▶ **INPUT ROWS**:
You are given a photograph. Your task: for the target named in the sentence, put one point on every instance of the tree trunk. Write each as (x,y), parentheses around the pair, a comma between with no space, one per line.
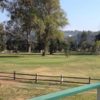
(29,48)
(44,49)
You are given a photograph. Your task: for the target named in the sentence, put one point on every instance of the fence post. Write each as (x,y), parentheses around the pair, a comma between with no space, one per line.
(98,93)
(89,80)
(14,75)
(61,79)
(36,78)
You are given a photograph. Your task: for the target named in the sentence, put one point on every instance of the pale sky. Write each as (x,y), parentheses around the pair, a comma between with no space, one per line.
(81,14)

--

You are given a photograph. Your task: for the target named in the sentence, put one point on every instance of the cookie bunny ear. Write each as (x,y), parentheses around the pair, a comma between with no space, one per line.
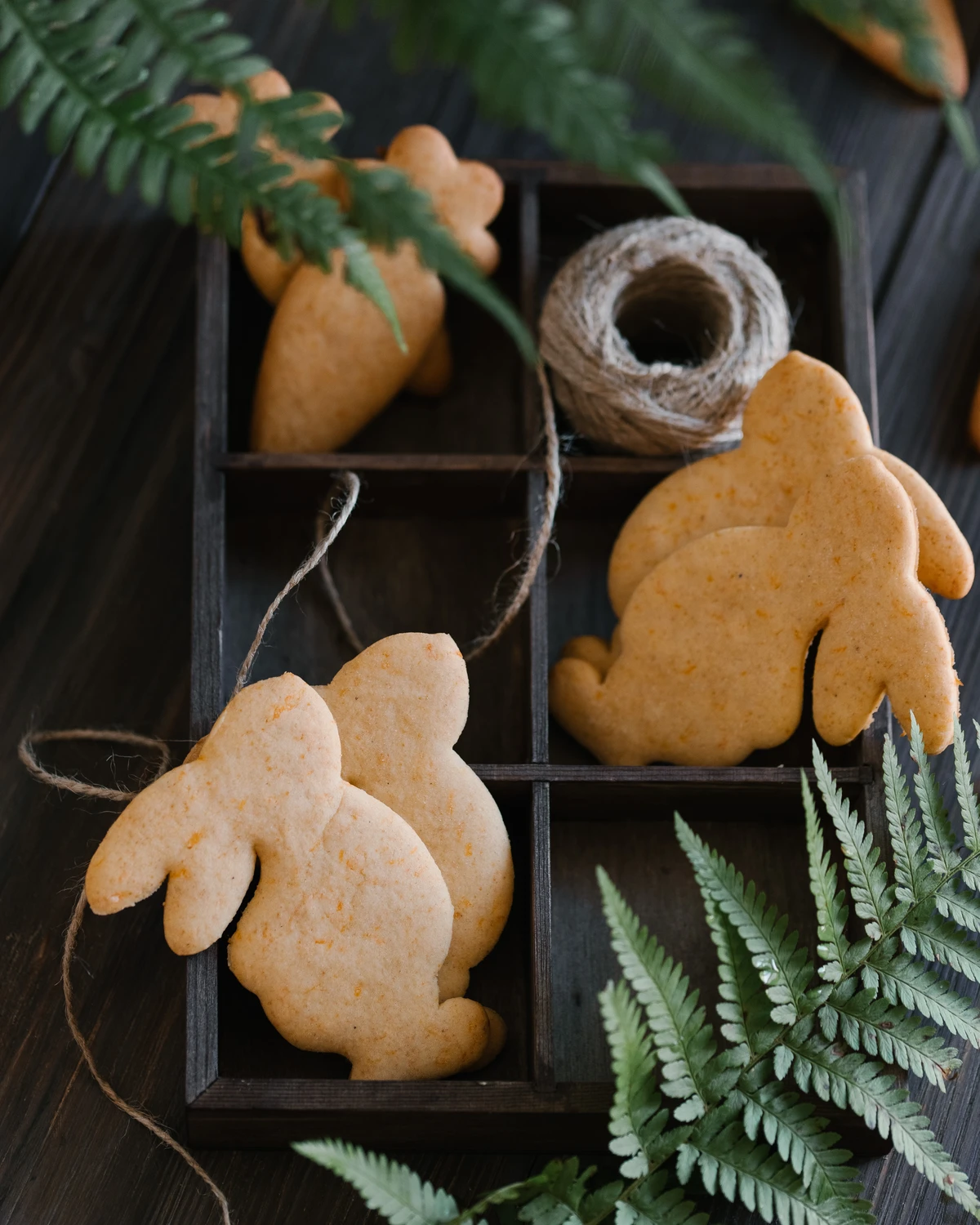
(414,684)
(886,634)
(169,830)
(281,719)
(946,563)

▶ **WORK TO BE COMPLETED**: List each line of the rows above that contains the word "instance", treating uppercase and lowercase as different.

▶ **IN RESPONSE**:
You are given a photograph. Your task: for the target named in the sentence, put one point on every instance of the tree trunk. Write each as (x,y), parentheses around the pair, a comma between with no space, one per line.
You are given a photograph. Your task: for the target named in the sentence, put one point on every instance of the fence post. Write each as (x,y), parentheses around the pair, a comma between with no space, one per line.
You are given a photograph. Your task: for the target named in the sentence, put one point on every instance of the pale sky. Write each as (x,y), parentheses around the pair, a comma between with no space, one per line.
You are given a photograph. Your task: for the target named in the sentence, put one point on every instance of the cookie bunny ear. Write each as (x,y), parentheses around the pair, a comma between with no space, one per line.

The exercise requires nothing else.